- [À faire]
A: Résumez le texte de la page en deux phrases.
B: Recopiez le passage du texte de la page compris entre « Jamais on n’avait » et « 65% en 2007) », ces deux extraits inclus.
C: Les affirmations suivantes concordent-elles avec le texte de la page ? Répondez à chacune par oui ou par non, en citant mot pour mot les mots du texte qui tranchent. (i) En 1977, 38 % des Français jugeaient leur classe politique corrompue. (ii) Selon le sondage Eurobaromètre, la part des Français qui voient la corruption comme un problème majeur a baissé depuis 2007. (iii) 16 % des personnes interrogées ont confiance dans la droite pour gouverner le pays.

- [Texte de la page]
——
Les Français et le "personnel politique": un divorce salutaire ?
64% des Français pensent que la classe politique est corrompue, et 42 % que les choses vont empirer. Et cela avant toutes les « affaires » qui sortent, et les autres qui vont « sortir ».
Associations, ONG, se mobilisent et établissent des règles de conduite. Pas sûr que cela suffise, car pendant ce temps, il est question d’assouplir la loi concernant la prise illégale d’intérêt.
Sondages, enquêtes d’opinion, taux d’abstention, tout le confirme : les Français ne font plus confiance au « personnel politique »
Jamais on n’avait atteint ces scores de méfiance. Voici quelques chiffres cités par l’ONG "Transparence Internationale" section France.
POUR 73% DES FRANÇAIS,
LA CORRUPTION, C’EST LE PROBLÈME MAJEUR
Ces chiffres mesurent le niveau de perception des Français et non pas la réalité de la corruption
- Sondage "Institut Viavoice" des 1 et 2 juillet 2010 : 64 % des français estiment leur classe politique « plutôt corrompue ». Evolution historique (source Sofres) : ce chiffre était de 38% en 1977, 46% en 1990, 65% en 1991 (effet des affaires impliquant le Parti Socialiste) et de 58% en 2002.
- Sondage Eurobaromètre, publié en novembre 2009 par la Commission Européenne : 73% des français estiment que la corruption est un problème majeur dans leur pays (contre 65% en 2007)
- Sondage Transparency International : les Français désignent la classe politique comme l’institution la plus corrompue (baromètre mondial de la corruption 2009). En matière d’intégrité, la classe politique française est jugée par ailleurs plus sévèrement par les milieux d’affaires internationaux que celle de la plupart des autres grands pays européens (enseignement de l’Indice annuel de Perception de la Corruption confirmé chaque année).
POUR 78 % DES FRANÇAIS, LES RESPONSABLES POLITIQUES NE SE PRÉOCCUPENT PAS DE CE QU’ILS PENSENT
Autre indicateur, l’institut de sondages SOFRES a réalisé un premier "baromètre de la confiance politique" pour le Centre de recherches politiques de Sciences Po (Cevipof), Edelman et l’institut Pierre Mendès France. (9 au 19 décembre 2009)
Pour ceux qui veulent lire ce rapport de 87 pages, très instructif :
Verdict :
- les deux tiers des Français (67%) n’ont confiance ni en la droite ni en la gauche pour gouverner le pays...
- Seuls 14% des personnes interrogées ont "confiance dans la gauche pour gouverner le pays" et 16% "ont confiance dans la droite". 3% sont sans opinion.
- Par ailleurs, plus des trois quart des Français (78%) considèrent que "les responsables politiques, en général, se préoccupent peu ou pas du tout de ce que pensent les gens", contre 22% qui estiment que « les politiques s’en préoccupent "beaucoup ou assez" ».
——
- [Matériel fourni]

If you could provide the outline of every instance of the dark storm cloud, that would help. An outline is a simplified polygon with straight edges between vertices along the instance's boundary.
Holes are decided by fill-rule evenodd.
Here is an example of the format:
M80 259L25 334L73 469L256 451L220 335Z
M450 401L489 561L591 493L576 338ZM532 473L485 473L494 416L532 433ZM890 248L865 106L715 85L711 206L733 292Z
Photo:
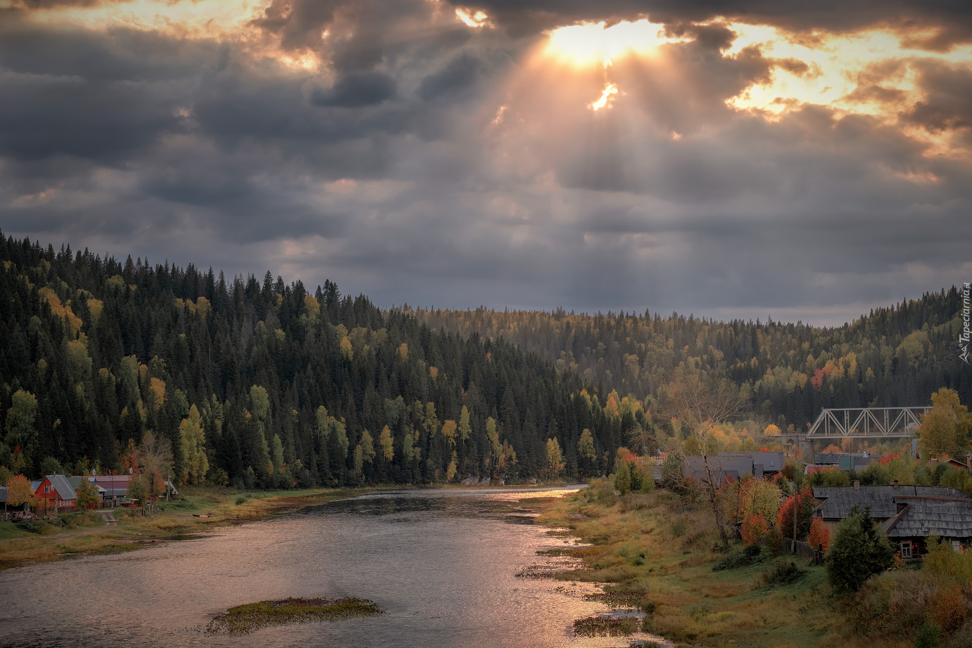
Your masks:
M316 106L361 108L391 99L395 91L395 80L387 74L363 72L341 77L330 89L316 89L311 102Z
M726 56L728 26L691 24L907 18L931 25L930 49L962 38L960 7L463 6L495 28L428 0L276 0L245 42L8 11L0 227L229 273L327 277L384 305L844 318L841 304L972 276L968 163L908 131L972 147L968 65L889 59L861 72L849 101L886 105L896 121L813 105L770 120L726 101L775 69L816 72L757 47ZM527 58L541 29L640 15L687 42L586 72ZM324 63L289 67L280 52ZM922 97L911 104L888 86L907 66ZM620 91L595 114L608 82Z

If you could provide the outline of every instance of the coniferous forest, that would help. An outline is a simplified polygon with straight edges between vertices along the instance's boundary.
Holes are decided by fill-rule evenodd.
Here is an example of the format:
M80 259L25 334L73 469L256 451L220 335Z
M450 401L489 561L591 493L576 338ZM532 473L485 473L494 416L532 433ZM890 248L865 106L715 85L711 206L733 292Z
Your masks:
M3 236L0 260L0 465L29 475L48 458L123 471L151 431L188 483L576 479L608 471L635 430L672 433L678 373L732 380L746 416L781 427L820 407L923 404L940 387L972 395L955 289L819 328L383 311L331 282Z

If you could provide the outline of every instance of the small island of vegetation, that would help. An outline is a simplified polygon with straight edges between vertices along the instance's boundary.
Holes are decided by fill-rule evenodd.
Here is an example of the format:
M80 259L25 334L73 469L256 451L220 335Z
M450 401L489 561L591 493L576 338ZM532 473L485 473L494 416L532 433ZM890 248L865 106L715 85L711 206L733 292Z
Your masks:
M206 626L210 633L247 634L270 626L375 617L383 612L367 598L284 598L230 607Z

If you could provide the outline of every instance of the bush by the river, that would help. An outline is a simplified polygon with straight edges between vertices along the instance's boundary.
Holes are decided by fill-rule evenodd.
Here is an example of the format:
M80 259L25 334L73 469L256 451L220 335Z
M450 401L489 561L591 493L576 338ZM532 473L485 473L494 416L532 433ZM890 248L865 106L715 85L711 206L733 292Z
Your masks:
M725 569L737 569L747 567L756 563L766 560L766 555L758 544L746 545L743 551L733 551L726 554L722 559L712 565L712 571L723 571Z
M246 634L269 626L374 617L383 612L366 598L284 598L236 605L206 627L211 633Z
M573 622L573 631L581 636L618 636L638 631L638 617L585 617Z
——
- [Réponses par consigne]
A: D'après plusieurs sondages cités par l'ONG Transparence Internationale, les Français ne font plus confiance au personnel politique : 64 % jugent leur classe politique « plutôt corrompue » et 73 % estiment que la corruption est un problème majeur dans leur pays. Un baromètre de la SOFRES de décembre 2009 indique aussi que 67 % n'ont confiance ni en la droite ni en la gauche pour gouverner le pays, et que 78 % pensent que les responsables politiques se préoccupent peu ou pas du tout de ce que pensent les gens.

B:
Jamais on n’avait atteint ces scores de méfiance. Voici quelques chiffres cités par l’ONG "Transparence Internationale" section France.
POUR 73% DES FRANÇAIS,
LA CORRUPTION, C’EST LE PROBLÈME MAJEUR
Ces chiffres mesurent le niveau de perception des Français et non pas la réalité de la corruption
- Sondage "Institut Viavoice" des 1 et 2 juillet 2010 : 64 % des français estiment leur classe politique « plutôt corrompue ». Evolution historique (source Sofres) : ce chiffre était de 38% en 1977, 46% en 1990, 65% en 1991 (effet des affaires impliquant le Parti Socialiste) et de 58% en 2002.
- Sondage Eurobaromètre, publié en novembre 2009 par la Commission Européenne : 73% des français estiment que la corruption est un problème majeur dans leur pays (contre 65% en 2007)

C:
(i) Oui : « ce chiffre était de 38% en 1977 ».
(ii) Non : « 73% des français estiment que la corruption est un problème majeur dans leur pays (contre 65% en 2007) ».
(iii) Oui : « 16% "ont confiance dans la droite" ».